** begin **

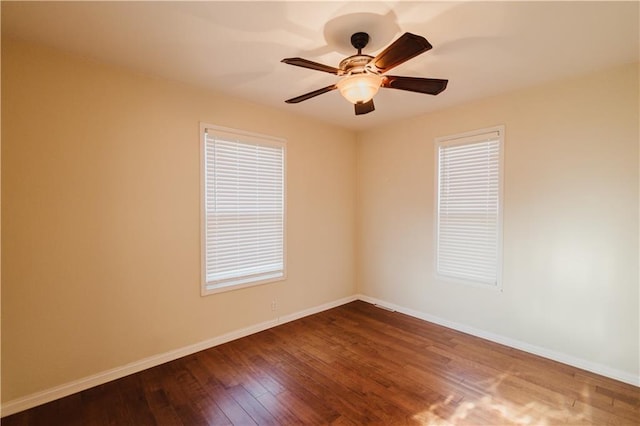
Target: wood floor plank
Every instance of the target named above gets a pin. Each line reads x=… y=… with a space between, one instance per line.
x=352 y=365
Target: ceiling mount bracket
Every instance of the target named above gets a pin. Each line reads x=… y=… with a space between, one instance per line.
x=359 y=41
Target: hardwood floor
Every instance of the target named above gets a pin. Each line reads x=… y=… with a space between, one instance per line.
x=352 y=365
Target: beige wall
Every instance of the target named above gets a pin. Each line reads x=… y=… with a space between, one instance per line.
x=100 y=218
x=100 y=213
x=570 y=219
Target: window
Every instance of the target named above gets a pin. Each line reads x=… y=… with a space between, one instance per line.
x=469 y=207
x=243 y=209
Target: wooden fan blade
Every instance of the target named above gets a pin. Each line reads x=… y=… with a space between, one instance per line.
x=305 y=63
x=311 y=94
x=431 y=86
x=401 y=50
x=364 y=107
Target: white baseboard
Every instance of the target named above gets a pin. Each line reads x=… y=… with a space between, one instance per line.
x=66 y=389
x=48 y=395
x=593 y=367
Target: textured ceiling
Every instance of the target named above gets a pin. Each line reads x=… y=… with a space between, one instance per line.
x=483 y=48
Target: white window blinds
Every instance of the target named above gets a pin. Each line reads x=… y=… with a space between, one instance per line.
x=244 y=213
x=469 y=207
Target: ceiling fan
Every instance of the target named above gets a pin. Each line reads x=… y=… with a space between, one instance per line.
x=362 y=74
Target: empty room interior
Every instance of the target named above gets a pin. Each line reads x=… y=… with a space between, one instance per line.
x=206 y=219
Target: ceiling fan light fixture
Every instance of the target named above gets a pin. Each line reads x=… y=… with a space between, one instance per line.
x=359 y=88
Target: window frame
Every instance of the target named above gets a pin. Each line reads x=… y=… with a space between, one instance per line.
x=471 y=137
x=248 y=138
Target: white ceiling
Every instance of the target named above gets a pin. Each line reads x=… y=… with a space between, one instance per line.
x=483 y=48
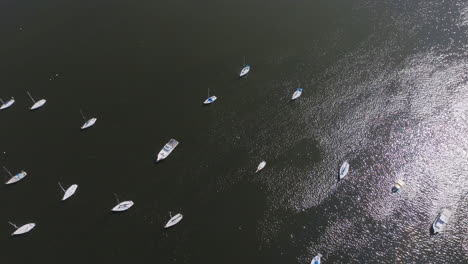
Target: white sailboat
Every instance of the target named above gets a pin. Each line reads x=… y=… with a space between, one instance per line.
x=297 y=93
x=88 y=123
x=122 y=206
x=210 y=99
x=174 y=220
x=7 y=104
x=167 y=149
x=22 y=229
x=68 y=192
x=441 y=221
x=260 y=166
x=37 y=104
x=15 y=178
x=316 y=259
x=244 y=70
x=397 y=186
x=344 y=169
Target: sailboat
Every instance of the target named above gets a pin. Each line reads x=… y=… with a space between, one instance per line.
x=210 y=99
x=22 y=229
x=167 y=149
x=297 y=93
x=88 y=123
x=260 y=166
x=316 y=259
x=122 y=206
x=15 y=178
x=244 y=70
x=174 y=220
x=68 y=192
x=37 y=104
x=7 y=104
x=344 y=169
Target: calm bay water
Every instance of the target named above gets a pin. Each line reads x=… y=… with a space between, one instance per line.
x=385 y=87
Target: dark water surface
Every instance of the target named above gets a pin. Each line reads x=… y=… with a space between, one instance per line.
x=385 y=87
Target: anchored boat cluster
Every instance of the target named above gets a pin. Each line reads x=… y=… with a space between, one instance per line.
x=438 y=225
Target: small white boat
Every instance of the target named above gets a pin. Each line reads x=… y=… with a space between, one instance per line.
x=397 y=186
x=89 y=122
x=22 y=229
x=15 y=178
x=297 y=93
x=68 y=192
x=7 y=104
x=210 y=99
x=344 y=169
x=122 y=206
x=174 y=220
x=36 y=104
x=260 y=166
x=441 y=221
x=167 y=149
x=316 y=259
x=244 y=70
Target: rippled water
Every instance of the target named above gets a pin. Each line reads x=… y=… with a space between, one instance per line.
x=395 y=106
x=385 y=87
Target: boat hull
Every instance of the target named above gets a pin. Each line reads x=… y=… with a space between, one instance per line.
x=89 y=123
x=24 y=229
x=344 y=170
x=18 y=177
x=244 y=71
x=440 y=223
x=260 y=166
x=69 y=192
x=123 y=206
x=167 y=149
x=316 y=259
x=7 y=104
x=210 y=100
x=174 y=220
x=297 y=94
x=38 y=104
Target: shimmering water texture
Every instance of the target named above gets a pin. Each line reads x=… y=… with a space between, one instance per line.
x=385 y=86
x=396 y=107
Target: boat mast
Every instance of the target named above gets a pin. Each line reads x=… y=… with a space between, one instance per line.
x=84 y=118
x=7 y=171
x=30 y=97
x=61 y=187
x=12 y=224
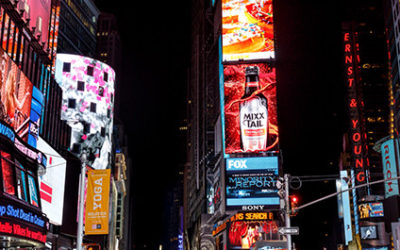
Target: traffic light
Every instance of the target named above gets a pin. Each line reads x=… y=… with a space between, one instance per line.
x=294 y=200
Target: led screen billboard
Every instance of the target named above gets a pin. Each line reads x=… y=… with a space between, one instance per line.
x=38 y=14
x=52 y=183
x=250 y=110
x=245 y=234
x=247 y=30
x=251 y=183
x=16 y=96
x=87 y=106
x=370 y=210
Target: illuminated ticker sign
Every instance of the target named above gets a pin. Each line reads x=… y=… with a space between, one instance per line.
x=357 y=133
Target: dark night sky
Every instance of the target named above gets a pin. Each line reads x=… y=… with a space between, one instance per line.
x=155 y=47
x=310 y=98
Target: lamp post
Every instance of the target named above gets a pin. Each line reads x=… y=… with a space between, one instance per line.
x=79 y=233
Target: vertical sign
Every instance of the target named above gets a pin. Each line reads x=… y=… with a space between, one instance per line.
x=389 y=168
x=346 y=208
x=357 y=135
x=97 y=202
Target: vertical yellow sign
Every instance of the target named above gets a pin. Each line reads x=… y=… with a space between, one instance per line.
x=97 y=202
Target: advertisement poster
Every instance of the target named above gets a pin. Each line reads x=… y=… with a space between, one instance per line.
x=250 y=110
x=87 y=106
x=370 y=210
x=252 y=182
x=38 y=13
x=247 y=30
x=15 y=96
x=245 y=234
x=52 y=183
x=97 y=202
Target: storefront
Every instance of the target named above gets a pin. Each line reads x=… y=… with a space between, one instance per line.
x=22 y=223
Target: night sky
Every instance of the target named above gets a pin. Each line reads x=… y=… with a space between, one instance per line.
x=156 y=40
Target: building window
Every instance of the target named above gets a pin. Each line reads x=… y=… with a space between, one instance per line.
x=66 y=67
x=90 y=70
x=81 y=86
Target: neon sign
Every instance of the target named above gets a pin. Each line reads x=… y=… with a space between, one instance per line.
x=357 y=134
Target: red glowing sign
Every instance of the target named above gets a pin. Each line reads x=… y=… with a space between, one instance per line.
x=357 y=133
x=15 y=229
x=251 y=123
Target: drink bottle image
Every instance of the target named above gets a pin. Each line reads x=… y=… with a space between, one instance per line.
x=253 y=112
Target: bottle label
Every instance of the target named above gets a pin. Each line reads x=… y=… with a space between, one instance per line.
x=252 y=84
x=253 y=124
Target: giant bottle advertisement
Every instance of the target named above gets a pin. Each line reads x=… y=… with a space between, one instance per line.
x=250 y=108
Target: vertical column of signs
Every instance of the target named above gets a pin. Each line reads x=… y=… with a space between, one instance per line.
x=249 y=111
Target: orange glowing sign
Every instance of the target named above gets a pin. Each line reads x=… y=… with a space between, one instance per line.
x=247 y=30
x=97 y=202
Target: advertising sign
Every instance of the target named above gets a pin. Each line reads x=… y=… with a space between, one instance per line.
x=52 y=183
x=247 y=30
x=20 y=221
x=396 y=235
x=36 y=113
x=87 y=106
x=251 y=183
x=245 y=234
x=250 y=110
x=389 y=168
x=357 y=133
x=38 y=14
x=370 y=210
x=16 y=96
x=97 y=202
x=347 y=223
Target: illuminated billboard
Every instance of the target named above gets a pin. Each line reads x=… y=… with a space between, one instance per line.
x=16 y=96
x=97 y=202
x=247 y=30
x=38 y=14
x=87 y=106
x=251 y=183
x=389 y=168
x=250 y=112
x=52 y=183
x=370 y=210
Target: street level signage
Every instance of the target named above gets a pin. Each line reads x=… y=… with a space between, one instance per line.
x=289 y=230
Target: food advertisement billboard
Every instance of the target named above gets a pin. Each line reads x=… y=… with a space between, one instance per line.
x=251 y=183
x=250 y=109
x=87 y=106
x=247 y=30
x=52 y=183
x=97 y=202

** end **

Direction
Turn the stretch of the listing from its start through the line containing "x=206 y=219" into a two-column CSV headed request and pins, with one row per request and each value in one quoted field whose line breaks become spaces. Leave the pictures out.

Solution for this problem
request,pins
"Target: wood floor plank Every instance of the target named above gets a pin. Each line reads x=… y=… with a space between, one instance per line.","x=352 y=365"
"Target: ceiling mount bracket Every instance of the target named above gets a pin. Each line reads x=… y=… with a space between, one instance per line.","x=359 y=41"
"Target: hardwood floor Every instance of the target named above gets a pin. Each line reads x=… y=… with a space between, one instance per line.","x=352 y=365"
"Target: beige wall Every instance of the target named above gets a pin. Each line reads x=… y=… with a space between, one instance per line.","x=100 y=218 x=100 y=213 x=570 y=219"
"Target: window Every instance of the target named above gets a pin. Each line reads x=… y=… with a space between, one instance per line.","x=469 y=207 x=243 y=209"
"Target: wooden fan blade Every instance of the target named above gets a pin. Each line reads x=… y=… with a space between, one instance per line.","x=305 y=63 x=311 y=94 x=431 y=86 x=401 y=50 x=364 y=107"
"Target: white baseboard Every instance of the target named above gets a pin. Each line reads x=… y=… with a space between, one instance per line.","x=66 y=389 x=48 y=395 x=593 y=367"
"Target: textured ceiling Every instance of the target named above gets a pin. Each line reads x=… y=… with a space between, one instance per line.","x=483 y=48"
"Target: white window blinds Every instance of the target named above gets a pin. Each line reads x=… y=… with a space between, one instance per line.","x=244 y=213 x=469 y=207"
"Target: ceiling fan Every instance of the target named above gets a pin. Each line reads x=… y=… with a space between, one instance per line.","x=362 y=74"
"Target: empty room interior Every instance of the target named above gets a pin. Each line reads x=… y=… with a space between, one instance per line.","x=206 y=219"